(Excerpts from point annotation data)

++++++++++

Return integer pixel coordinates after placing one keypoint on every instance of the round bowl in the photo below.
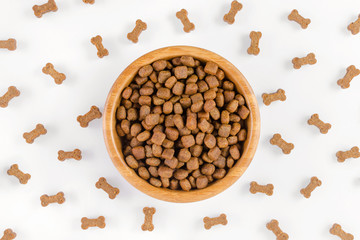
(113, 143)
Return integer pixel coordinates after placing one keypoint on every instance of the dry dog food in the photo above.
(314, 183)
(15, 171)
(182, 15)
(50, 70)
(337, 231)
(139, 27)
(256, 188)
(95, 222)
(235, 8)
(148, 224)
(110, 190)
(254, 47)
(10, 94)
(37, 132)
(295, 16)
(50, 6)
(182, 123)
(351, 72)
(210, 222)
(58, 198)
(323, 127)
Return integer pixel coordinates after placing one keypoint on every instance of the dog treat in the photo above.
(58, 198)
(337, 231)
(272, 97)
(281, 143)
(323, 127)
(50, 6)
(210, 222)
(351, 72)
(110, 190)
(95, 222)
(10, 94)
(299, 62)
(267, 189)
(88, 117)
(182, 15)
(230, 16)
(314, 182)
(37, 132)
(254, 47)
(76, 154)
(9, 44)
(139, 27)
(273, 226)
(58, 77)
(296, 17)
(352, 153)
(15, 171)
(148, 224)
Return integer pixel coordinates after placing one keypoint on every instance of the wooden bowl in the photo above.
(113, 143)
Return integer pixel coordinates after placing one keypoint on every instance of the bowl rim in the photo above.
(113, 144)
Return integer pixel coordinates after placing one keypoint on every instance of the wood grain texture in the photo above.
(113, 143)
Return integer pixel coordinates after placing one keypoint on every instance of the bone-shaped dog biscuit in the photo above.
(299, 62)
(15, 171)
(235, 8)
(88, 117)
(148, 220)
(10, 94)
(58, 198)
(210, 222)
(139, 27)
(110, 190)
(31, 136)
(351, 72)
(352, 153)
(254, 47)
(295, 16)
(323, 127)
(276, 96)
(182, 15)
(314, 182)
(50, 6)
(9, 44)
(267, 189)
(95, 222)
(338, 231)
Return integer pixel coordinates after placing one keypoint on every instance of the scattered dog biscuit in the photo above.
(268, 98)
(10, 94)
(139, 27)
(352, 153)
(337, 231)
(95, 222)
(88, 117)
(148, 221)
(110, 190)
(210, 222)
(323, 127)
(50, 6)
(299, 62)
(15, 171)
(296, 17)
(314, 182)
(37, 132)
(235, 8)
(58, 198)
(351, 72)
(254, 47)
(183, 16)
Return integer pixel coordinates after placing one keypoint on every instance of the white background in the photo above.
(63, 38)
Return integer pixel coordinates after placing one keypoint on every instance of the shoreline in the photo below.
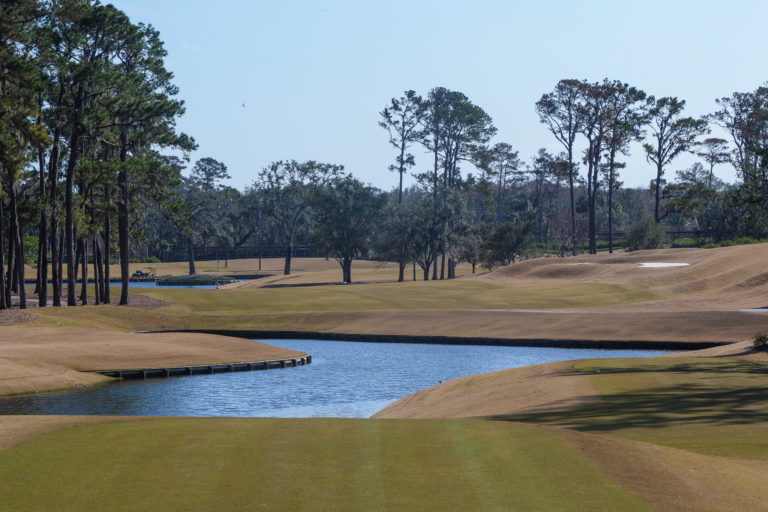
(608, 344)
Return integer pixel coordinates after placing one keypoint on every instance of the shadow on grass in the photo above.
(687, 404)
(698, 367)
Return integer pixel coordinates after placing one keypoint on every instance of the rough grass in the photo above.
(713, 406)
(461, 294)
(319, 464)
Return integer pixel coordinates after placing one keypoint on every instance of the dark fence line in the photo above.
(181, 252)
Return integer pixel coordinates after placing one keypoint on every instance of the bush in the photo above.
(151, 259)
(645, 234)
(760, 341)
(684, 242)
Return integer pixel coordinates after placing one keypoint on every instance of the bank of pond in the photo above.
(346, 379)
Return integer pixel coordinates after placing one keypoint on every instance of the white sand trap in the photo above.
(662, 265)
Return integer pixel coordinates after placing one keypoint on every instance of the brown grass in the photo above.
(35, 358)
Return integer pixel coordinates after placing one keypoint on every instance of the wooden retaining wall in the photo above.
(173, 371)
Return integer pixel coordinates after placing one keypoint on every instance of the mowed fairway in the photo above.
(318, 464)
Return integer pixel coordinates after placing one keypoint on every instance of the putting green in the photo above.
(305, 464)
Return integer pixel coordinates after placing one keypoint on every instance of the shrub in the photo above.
(151, 259)
(760, 341)
(645, 234)
(684, 242)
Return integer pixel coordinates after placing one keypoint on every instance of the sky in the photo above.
(306, 80)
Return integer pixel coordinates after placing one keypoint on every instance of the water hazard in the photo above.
(345, 379)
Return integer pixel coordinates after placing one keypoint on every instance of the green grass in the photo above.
(708, 405)
(318, 464)
(277, 308)
(461, 294)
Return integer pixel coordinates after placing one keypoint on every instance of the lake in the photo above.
(345, 379)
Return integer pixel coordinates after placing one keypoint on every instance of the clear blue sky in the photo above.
(314, 75)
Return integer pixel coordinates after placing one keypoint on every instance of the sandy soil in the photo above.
(16, 429)
(593, 324)
(532, 388)
(535, 388)
(721, 279)
(677, 480)
(35, 358)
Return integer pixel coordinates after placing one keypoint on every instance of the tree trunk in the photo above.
(107, 249)
(19, 246)
(98, 284)
(61, 266)
(54, 232)
(69, 221)
(658, 190)
(573, 202)
(11, 262)
(288, 258)
(346, 266)
(84, 255)
(4, 304)
(191, 257)
(611, 179)
(122, 220)
(78, 252)
(442, 266)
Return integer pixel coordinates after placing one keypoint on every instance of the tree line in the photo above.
(482, 203)
(88, 113)
(86, 107)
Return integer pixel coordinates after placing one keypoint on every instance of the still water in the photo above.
(345, 379)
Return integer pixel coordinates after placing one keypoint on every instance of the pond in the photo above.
(345, 379)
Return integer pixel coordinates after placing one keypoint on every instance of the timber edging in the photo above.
(459, 340)
(173, 371)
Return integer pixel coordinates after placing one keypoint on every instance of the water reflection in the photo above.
(345, 379)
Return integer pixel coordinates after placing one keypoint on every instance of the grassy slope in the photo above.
(713, 406)
(320, 464)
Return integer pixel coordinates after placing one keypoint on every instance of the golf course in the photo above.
(681, 432)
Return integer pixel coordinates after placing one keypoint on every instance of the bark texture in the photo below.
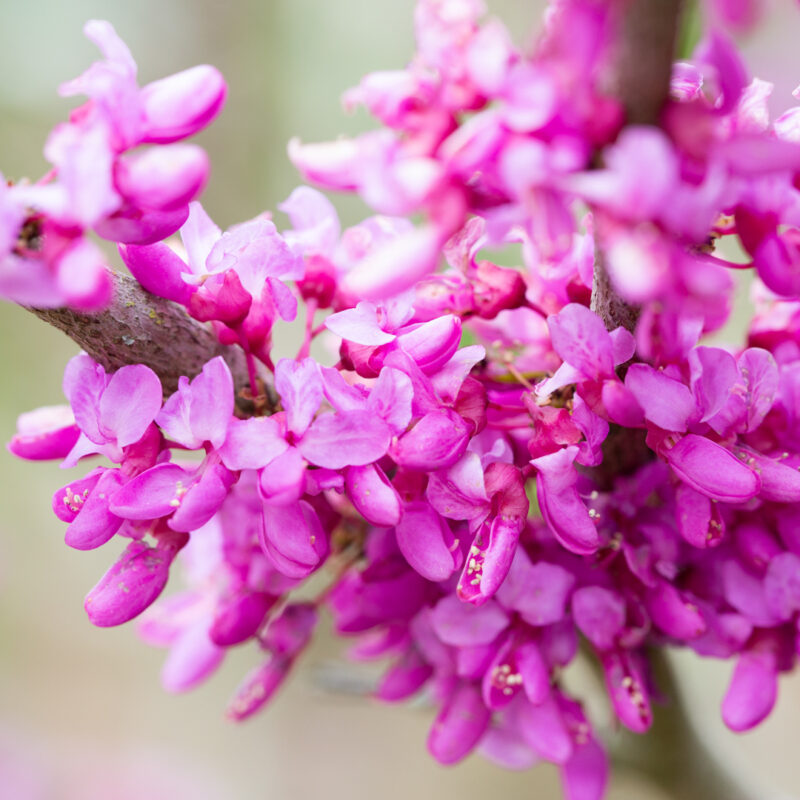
(140, 328)
(647, 32)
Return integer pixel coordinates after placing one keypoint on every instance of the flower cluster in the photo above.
(665, 471)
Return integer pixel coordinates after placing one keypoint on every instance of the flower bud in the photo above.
(162, 178)
(182, 104)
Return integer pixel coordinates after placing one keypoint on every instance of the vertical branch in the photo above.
(140, 328)
(647, 32)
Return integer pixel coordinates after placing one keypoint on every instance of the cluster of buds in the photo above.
(666, 471)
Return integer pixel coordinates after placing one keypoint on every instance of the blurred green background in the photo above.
(82, 715)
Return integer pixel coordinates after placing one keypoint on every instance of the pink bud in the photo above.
(258, 687)
(239, 617)
(162, 178)
(158, 269)
(459, 726)
(133, 225)
(752, 691)
(373, 496)
(182, 104)
(431, 344)
(132, 584)
(48, 432)
(438, 440)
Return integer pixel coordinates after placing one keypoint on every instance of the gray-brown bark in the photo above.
(647, 31)
(140, 328)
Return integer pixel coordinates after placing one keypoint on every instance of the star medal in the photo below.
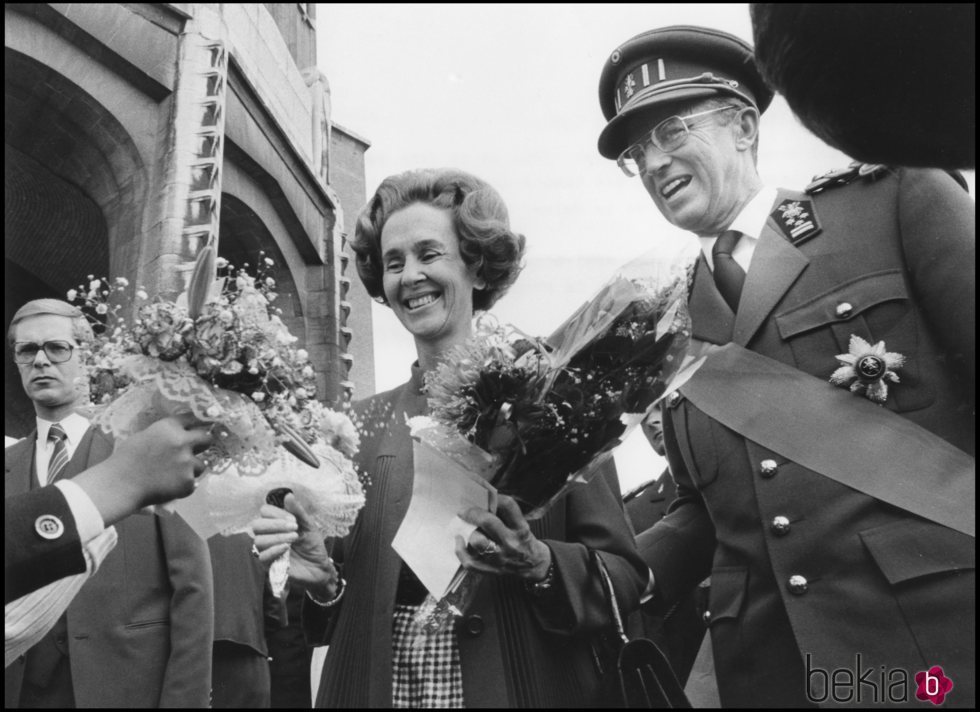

++++++++++

**Set exercise:**
How many rows above contain the string "brown", with case counting? Reply with the number only.

**Answer below:**
2